Work to complete
- A) Answer these questions from the article on synthetic speech detection:
(i) How often do people correctly identify high-quality deepfake audio?
(ii) What amount does Deloitte's Center for Financial Services project that fraud losses in the United States could reach by 2027?
(iii) According to the article, what is the real question about synthetic speech detection?
- B) Continue the article on synthetic speech detection, starting after its last sentence.

Extract to read
○ ○ ○

Practical synthetic speech detection for real world voice: What works, what breaks, and how to deploy it.
AI-generated voice has crossed a threshold. Text-to-speech (TTS) and voice conversion (VC) systems now produce audio that most human listeners cannot reliably distinguish from authentic speech. Research shows that people correctly identify high-quality deepfake audio only about 24.5% of the time, which means attackers have the statistical advantage in nearly every social engineering scenario.
The financial impact is already staggering. Deloitte's Center for Financial Services projects that generative AI could enable fraud losses to reach $40 billion in the United States by 2027, up from $12.3 billion in 2023. Voice cloning fraud specifically rose 680% year over year according to Pindrop's 2025 analysis, and businesses lost an average of nearly $500,000 per deepfake-related incident in 2024.
Most of the conversation around synthetic speech detection focuses on model accuracy. That's the wrong frame. The real question is where detection runs in your stack. A best-in-class detector that sits behind three vendor hops is slower, less reliable, and more expensive than a good detector running natively on the same infrastructure as your voice pipeline. This article walks through how detection actually works, then explains why the platform you build on determines whether detection is a feature or a liability.

○ ○ ○

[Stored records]

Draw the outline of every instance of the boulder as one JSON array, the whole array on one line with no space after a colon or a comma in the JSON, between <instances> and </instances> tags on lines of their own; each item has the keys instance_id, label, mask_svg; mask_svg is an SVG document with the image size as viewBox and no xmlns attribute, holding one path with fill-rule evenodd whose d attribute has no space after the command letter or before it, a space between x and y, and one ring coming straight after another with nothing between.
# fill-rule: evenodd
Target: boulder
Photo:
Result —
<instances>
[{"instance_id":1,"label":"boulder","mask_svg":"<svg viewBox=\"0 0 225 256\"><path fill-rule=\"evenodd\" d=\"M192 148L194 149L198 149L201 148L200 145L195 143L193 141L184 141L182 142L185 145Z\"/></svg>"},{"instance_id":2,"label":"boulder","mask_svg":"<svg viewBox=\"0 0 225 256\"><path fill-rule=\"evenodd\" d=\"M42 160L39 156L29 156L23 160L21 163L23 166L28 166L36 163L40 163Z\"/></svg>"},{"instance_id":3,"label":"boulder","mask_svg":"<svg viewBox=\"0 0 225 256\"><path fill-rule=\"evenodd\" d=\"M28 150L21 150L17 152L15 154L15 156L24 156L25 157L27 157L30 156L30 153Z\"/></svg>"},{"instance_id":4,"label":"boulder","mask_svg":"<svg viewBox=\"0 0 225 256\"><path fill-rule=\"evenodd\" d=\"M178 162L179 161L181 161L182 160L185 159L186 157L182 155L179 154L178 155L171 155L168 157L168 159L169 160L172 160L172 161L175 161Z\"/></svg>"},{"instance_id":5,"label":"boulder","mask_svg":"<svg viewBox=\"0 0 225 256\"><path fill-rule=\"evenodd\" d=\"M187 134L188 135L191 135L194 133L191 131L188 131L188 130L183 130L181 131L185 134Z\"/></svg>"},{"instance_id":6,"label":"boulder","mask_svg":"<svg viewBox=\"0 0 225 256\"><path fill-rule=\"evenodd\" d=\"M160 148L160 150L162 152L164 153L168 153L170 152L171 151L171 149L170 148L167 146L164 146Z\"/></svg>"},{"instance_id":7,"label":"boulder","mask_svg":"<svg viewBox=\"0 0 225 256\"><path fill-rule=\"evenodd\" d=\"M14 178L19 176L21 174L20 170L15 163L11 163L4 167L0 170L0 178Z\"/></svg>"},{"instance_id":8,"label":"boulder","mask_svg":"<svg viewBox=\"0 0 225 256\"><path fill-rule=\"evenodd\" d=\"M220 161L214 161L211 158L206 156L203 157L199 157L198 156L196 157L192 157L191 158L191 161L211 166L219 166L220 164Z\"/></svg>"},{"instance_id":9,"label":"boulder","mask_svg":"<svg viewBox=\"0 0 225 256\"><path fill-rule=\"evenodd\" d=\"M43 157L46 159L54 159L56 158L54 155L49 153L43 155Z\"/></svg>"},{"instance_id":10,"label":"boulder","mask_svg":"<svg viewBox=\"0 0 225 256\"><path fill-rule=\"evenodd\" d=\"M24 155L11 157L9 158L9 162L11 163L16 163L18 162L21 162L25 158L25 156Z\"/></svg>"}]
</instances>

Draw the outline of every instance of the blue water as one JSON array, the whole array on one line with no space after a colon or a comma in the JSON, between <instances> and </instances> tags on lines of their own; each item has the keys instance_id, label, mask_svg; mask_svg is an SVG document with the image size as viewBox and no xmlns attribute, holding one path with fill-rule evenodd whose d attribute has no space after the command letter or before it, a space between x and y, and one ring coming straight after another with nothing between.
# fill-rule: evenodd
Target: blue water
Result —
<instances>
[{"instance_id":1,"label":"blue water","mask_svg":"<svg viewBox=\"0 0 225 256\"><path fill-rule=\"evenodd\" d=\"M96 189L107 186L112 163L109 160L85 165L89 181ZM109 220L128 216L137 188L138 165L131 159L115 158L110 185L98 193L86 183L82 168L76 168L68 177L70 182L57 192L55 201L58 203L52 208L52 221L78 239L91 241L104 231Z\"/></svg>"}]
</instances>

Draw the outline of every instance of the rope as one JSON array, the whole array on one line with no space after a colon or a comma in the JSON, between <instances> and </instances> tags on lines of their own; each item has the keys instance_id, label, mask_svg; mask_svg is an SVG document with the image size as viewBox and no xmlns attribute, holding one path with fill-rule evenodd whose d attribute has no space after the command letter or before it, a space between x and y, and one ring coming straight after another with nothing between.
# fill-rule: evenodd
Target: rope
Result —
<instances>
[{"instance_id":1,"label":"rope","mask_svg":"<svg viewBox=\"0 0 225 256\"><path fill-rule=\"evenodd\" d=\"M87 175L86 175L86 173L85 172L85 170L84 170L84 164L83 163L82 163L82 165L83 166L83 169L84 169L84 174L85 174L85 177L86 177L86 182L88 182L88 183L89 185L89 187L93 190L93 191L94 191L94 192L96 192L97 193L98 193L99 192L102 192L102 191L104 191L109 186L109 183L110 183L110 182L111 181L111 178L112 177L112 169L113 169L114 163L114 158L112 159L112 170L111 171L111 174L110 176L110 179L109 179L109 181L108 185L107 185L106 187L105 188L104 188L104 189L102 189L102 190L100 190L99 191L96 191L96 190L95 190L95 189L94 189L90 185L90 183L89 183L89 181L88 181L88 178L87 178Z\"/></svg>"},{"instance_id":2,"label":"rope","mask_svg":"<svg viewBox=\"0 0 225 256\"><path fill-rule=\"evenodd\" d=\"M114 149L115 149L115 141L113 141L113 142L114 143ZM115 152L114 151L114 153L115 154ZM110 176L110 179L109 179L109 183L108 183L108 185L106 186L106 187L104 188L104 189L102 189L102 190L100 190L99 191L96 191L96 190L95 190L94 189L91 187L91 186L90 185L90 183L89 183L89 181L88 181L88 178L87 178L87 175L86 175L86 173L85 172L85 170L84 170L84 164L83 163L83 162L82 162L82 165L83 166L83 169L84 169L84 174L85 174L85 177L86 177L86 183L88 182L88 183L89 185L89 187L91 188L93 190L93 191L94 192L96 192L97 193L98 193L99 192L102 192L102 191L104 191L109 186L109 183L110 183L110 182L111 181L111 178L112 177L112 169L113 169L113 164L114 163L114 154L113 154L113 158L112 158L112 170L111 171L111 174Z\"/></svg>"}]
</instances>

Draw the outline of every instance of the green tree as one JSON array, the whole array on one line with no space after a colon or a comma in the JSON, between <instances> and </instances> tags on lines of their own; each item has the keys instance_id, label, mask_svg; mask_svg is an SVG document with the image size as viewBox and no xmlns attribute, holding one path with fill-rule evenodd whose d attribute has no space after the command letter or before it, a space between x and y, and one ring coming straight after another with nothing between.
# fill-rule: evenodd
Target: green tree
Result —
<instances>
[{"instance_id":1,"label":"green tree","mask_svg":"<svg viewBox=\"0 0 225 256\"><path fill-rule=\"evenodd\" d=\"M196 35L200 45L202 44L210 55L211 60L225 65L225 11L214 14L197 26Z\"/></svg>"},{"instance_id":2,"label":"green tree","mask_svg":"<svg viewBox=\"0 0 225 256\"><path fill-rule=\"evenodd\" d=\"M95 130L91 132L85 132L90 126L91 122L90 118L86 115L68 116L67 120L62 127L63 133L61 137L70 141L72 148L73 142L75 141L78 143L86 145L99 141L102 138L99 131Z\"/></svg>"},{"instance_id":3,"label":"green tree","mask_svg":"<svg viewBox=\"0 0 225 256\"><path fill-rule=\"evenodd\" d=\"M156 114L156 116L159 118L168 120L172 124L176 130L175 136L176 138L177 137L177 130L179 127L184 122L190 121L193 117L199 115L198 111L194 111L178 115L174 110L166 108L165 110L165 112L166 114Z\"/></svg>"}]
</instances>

○ ○ ○

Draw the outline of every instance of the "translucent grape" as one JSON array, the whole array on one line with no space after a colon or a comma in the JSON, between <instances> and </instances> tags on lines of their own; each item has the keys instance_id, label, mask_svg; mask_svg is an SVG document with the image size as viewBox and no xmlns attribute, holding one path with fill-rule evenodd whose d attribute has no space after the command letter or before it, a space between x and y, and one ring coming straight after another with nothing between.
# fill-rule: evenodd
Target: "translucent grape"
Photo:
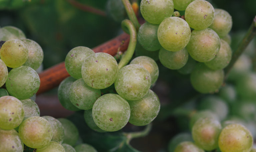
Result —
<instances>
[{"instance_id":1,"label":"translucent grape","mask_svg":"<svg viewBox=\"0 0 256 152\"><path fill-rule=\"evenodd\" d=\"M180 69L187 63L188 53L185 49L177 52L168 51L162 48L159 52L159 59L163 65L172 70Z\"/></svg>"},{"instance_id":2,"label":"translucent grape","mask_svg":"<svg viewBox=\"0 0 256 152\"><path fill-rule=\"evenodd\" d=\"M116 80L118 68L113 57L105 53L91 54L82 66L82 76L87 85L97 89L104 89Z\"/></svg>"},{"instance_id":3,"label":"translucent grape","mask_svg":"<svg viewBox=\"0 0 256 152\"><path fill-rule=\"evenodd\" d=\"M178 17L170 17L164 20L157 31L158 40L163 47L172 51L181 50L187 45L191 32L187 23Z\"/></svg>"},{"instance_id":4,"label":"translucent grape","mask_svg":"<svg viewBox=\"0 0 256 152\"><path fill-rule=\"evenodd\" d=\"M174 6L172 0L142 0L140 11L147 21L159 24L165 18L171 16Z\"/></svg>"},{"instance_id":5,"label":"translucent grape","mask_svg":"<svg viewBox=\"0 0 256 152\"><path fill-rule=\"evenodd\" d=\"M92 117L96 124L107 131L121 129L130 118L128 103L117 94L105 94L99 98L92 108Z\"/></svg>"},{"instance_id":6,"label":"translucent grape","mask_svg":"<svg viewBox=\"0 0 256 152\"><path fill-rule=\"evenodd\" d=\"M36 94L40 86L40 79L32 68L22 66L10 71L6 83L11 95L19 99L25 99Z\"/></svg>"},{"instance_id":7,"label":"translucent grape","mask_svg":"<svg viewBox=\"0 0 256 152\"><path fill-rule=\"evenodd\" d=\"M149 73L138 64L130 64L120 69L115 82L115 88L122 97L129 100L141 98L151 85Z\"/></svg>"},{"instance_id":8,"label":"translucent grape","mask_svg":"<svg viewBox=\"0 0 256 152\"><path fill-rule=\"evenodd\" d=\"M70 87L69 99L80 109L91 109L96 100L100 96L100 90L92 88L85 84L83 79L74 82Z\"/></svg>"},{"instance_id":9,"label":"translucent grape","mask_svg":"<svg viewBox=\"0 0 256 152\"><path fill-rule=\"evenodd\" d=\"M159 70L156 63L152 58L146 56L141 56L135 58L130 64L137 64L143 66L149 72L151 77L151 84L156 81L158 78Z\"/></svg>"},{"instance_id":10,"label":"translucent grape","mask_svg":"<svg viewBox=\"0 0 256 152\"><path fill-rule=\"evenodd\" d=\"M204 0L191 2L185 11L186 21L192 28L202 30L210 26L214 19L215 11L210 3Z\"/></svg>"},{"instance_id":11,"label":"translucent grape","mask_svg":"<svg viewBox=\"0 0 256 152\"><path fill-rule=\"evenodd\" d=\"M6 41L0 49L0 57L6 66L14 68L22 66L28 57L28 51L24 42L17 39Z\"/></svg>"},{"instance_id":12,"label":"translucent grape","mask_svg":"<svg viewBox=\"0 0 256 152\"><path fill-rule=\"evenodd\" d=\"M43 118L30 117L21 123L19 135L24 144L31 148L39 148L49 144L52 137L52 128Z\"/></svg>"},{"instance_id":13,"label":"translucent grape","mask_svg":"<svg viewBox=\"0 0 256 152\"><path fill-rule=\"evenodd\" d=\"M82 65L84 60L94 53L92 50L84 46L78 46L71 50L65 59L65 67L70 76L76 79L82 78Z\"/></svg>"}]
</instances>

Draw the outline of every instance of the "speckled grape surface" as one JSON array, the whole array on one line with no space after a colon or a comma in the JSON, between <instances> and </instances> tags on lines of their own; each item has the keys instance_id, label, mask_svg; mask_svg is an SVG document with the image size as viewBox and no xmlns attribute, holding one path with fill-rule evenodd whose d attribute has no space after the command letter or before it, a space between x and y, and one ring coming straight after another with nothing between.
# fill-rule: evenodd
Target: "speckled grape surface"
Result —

○ ○ ○

Results of the exercise
- A)
(i) Only about 24.5% of the time.
(ii) $40 billion.
(iii) Where detection runs in your stack.

- B)
Detection accuracy gets all the academic attention, but in production, latency is what decides whether detection prevents fraud or just documents it after the fact.
When detection runs through a separate vendor stack, you add 30 to 150 milliseconds of latency per call. Audio leaves your voice provider, travels to a detection API, gets scored, and travels back. By the time the result lands, the caller has already authenticated, requested a wire transfer, or approved an account change. Detection becomes a forensic tool, not a defense.
The other production constraints, codec mismatch, model drift, telephony artifacts, all compound this problem. Detectors are sensitive to the spectral characteristics of the audio they receive. Telephony codecs strip high-frequency information that detection models rely on. Background noise, cross-talk, and variable microphone quality introduce artifacts that overlap with the spectral signatures of synthetic speech. New TTS models appear constantly, so any static system starts drifting from day one.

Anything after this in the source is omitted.